### Exercise passage
Once a week we would get bussed over to a smaller high school for shop class. Woodworking and machining. I was able to make several hard steel punches on the metal lathe and several woodcraft items on the bandsaw. It seems like those days are long gone when an actual trade type skill is taught. Tha last high school I attended had a fully supplied wood shop. I ordered a Kentucky musket kit and spent over 100 hours on the wood, brass inlays and blueing the hexagonal barrel. When all finished I was allowed to fire it in the wood shop…of course it was just a small amount of black powder and the wad to hold it in. That Kentucky musket, and the powder horn hangs on the wall in my home..and yes it can still shoot.
@Gordon, That era is long gone. But I remember as well having a little trade experience in High School. I’ve recently been learning to cook with cast iron, I joined a group called D.O.G. (Dutch oven gathering). It’s a great learning experience.
@Thor: Blacksmithing and Welding were taught at your school? Dang. I wish I went to those schools. In Los Angeles School District most of the shop classes seem to have been shut down. There may be some special magnet schools for industrial things like auto repair, but even the vocational colleges have reduced the classes (I checked on welding a couple of years ago, and only ONE SCHOOL, down town teaches).
The school systems have definitely reduced their class availability for these skills. Probably due to low enrollment too, but then that’s foolish on the part of all. We NEED these skills.

### Exercise
Please carry on the comment thread about high school shop classes, picking up right after its last sentence.

### Entries supplied

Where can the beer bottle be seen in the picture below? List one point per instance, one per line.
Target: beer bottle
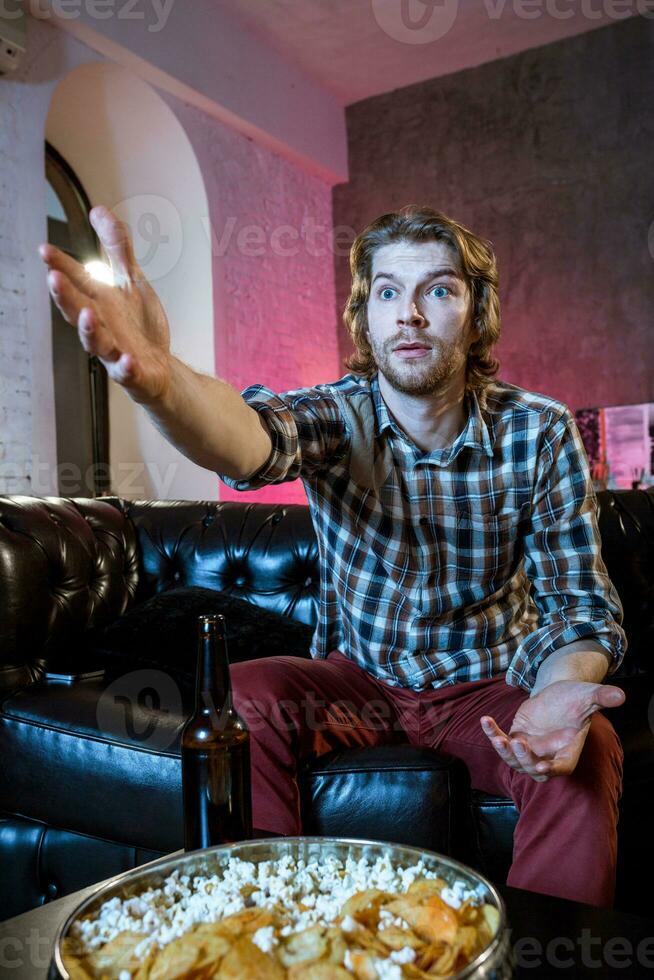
...
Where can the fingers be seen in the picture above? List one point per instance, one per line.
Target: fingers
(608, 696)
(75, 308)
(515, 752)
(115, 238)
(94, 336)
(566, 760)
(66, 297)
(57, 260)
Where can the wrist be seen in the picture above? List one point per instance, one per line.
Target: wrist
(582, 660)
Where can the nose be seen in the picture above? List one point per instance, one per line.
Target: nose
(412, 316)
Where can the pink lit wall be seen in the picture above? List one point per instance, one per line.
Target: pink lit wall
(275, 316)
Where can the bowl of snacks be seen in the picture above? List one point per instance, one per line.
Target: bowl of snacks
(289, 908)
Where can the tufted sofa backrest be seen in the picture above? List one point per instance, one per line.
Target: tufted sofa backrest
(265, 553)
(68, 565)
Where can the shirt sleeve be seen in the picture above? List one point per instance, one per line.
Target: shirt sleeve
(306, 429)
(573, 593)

### Exercise output
Electrical skills (repairing radios and other small electronics) will be a good skill to have. I’m a jack of all trades contractor and my wife is a general surgeon…. I suppose we would be a useful team in SHTF.
There are only 4 things that are listed that I can not do. The thing is that these kind of things used to be taught in our public schools years ago. Industrial arts Home economics are all in the past and should be part of every schools curriculum. The days of everyone gets a trophy and everyone’s a winner is crap! Almost everything listed has been cut out of schools. Totally WRONG!
False. I went to a school where the majority of these topics were taught. I graduated in 2012 and never once received a participation trophy. The real problem here is not that it isn’t be taught but that the parents of today’s youth are even more hopeless. Don’t forget they are the ones that are raising the kids.
They were cut because they were considered “too dangerous” for a kid to do…tell hat to a 10 year old blacksmiths apprentice in the 18th cetury…
They are not taught because we are taught to be consumers not producers…that has to change. Sorry for the rant…as I sit in my leather chair that I tanned and built drinking an apple Kayseri mead that I set up two years back. I have little sympathy for those who are not prepared…but will help all that ask for it.
They aren’t taught because there is no funding left in the budget after paying for the unfunded “No Child Left Behind” law as well as increased transportation, benefits, and minimum staffing requirements. The only answer is to cut programs.
Good list. But I would possibly add some form of communications.